# [SOURCE DOCUMENT]

Japanese Literature is a world treasure.

"If video games make you stupid, then what do mobile phones make you?"

A young boy buys egg sandwiches every day. The reason? The mysterious young woman behind the counter. Her black hair and beautiful eyes with eyelids the color of blue Popsicles make him fall in love with her. His visits to the store provide his sole wish in an otherwise mundane daily life where no one seems to understand him.

Kawakami creates a novella about what we like to describe as "the coming-of-age" of a boy but I don't think that Ms. Ice Sandwich is just that. The child is the only focus of the narration and we see his world through his eyes and enter his mind. His mum is a kind of fortune-teller, distant and quite selfish, her only activity is staring at a mobile screen. Like, you know, 90% of our stupid world...His classmates are indifferent, with the exception of Tutti, his father left the picture long ago. His only confidante is his seriously ill grandmother, his escape is sketching beautiful sceneries.

Through his thoughts we are shown truths and realities, his innocent remarks aim at the heart of the significance of appearance in this society. The bright blue eyeshadow of the woman is disturbing to many customers. She is different. Why? The public decides and condemns. The young boy questions everything, he is sensitive and begins to regard the world of the adults as a seriously weird territory. Tutti, his friend, is a girl who loves violent action films and drawing gunfights. Gradually, the boy understands that loss, sentimental and physical, is one more reality he will have to come to terms with.

There is a quiet critique in Kawakami's writing, a tenderness towards a protagonist we would like to hug and protect and have endless conversations with. Behind the whimsical tone and the elegant humor, there is sadness about the deep loneliness of a child who is an old soul, wise and honest. On a side note, I loved the use of The Tinderbox, one of my favorite fairy tales, within the context of the boy's story.

"Well, then you'd better come back again and watch. He's the best-Al Pacino!", she says, a big grin on her face.

"What's that?"

"You know-the film we just saw Lieutenant Hanna. Al Pacino plays him."

"Oh, it's somebody's name. I thought it might be how you say goodbye in some other country."

Japanese Literature is a world treasure. We need ALL of the translations and I can't wait to read more of Kawakami's work.

# [DATASET CONTENT]
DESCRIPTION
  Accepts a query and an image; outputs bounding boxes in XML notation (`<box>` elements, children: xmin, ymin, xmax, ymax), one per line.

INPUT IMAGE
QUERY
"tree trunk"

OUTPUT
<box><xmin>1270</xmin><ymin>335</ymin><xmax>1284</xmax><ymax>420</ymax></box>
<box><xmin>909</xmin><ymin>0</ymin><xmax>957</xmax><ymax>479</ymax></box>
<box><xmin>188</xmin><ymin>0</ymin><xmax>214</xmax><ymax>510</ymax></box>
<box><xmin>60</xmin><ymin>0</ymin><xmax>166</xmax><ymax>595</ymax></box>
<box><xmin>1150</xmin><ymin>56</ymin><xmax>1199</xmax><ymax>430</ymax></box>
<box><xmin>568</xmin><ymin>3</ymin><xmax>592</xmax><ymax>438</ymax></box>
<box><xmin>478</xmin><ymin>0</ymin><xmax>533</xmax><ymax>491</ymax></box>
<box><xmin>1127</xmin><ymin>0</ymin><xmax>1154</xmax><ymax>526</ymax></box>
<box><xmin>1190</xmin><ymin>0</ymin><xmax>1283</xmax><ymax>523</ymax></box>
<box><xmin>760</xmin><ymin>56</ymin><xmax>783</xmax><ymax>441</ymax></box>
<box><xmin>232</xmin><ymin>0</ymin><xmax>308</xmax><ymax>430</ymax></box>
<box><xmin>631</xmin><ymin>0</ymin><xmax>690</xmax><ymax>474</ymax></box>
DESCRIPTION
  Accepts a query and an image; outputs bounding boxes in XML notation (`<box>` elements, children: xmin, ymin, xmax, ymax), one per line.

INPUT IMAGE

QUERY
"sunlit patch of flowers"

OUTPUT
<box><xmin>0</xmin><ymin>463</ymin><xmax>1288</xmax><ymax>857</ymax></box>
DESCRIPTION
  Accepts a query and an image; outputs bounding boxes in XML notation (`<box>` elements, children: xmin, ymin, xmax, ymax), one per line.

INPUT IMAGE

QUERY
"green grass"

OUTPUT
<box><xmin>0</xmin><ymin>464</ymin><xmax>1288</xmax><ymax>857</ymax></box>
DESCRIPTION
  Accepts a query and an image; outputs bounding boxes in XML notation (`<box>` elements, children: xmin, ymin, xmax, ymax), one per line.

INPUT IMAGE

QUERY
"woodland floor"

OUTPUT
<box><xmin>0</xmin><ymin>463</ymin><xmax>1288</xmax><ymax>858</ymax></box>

# [WHAT IS ASKED]
(A) In the review of Ms. Ice Sandwich, start at the words "A young boy" and stop after "to understand him.". Write that passage out again, swapping "egg sandwiches" for "rice balls".
(B) Pick up the review of Ms. Ice Sandwich after its final sentence and carry it further.
The lines after the review of Ms. Ice Sandwich have no connection to it.

# [RESULTS]
(A)
A young boy buys rice balls every day. The reason? The mysterious young woman behind the counter. Her black hair and beautiful eyes with eyelids the color of blue Popsicles make him fall in love with her. His visits to the store provide his sole wish in an otherwise mundane daily life where no one seems to understand him.

(B)
"But then I find that I can't say any more and I stop talking. It's silent in the room, like time has just stopped, but after a bit I can hear a bird chirping. It feels like it's coming from so close by that I spin around to check, but there are no birds anywhere."
Paperback edition
31st March 2020
Helpful? Upvote 27

Funny and touching coming of age story

'And now I can't move at all, and all I can do is hold my breath, and silently listen to the final sound, nothing to do but listen silently to the very last echo of that sound.'

Utterly beguiling, deceptively simple, this is a simply wonderful novella from Mieko Kawakami, getting a re-issue in advance of the publication of 'Breasts and Eggs' in a month or so. Our narrator is a fourth-grader, living with his mother and Grandma (his father's mother). He seems quite a lonely child, mildy OCD as he counts the cracks on the pavements, and utterly obsessed with the woman in the supermarket who serves the sandwiches, whom he has nicknamed Ms Ice Sandwich. As he battles with the everyday life of school work and his classmates, and his mother's attachment to her mobile phone, we learn more about him, his late father who may have read him a bedtime story that he half remembers, and the Grandma who is dying. He is friends with Doo-Wop and Tutti, a girl who he gradually starts to befriend and who, like him, has lost a parent. As he becomes more and more involved in drawing the perfect painting of Ms Ice Sandwich, is he going to miss out on what is right in front of him?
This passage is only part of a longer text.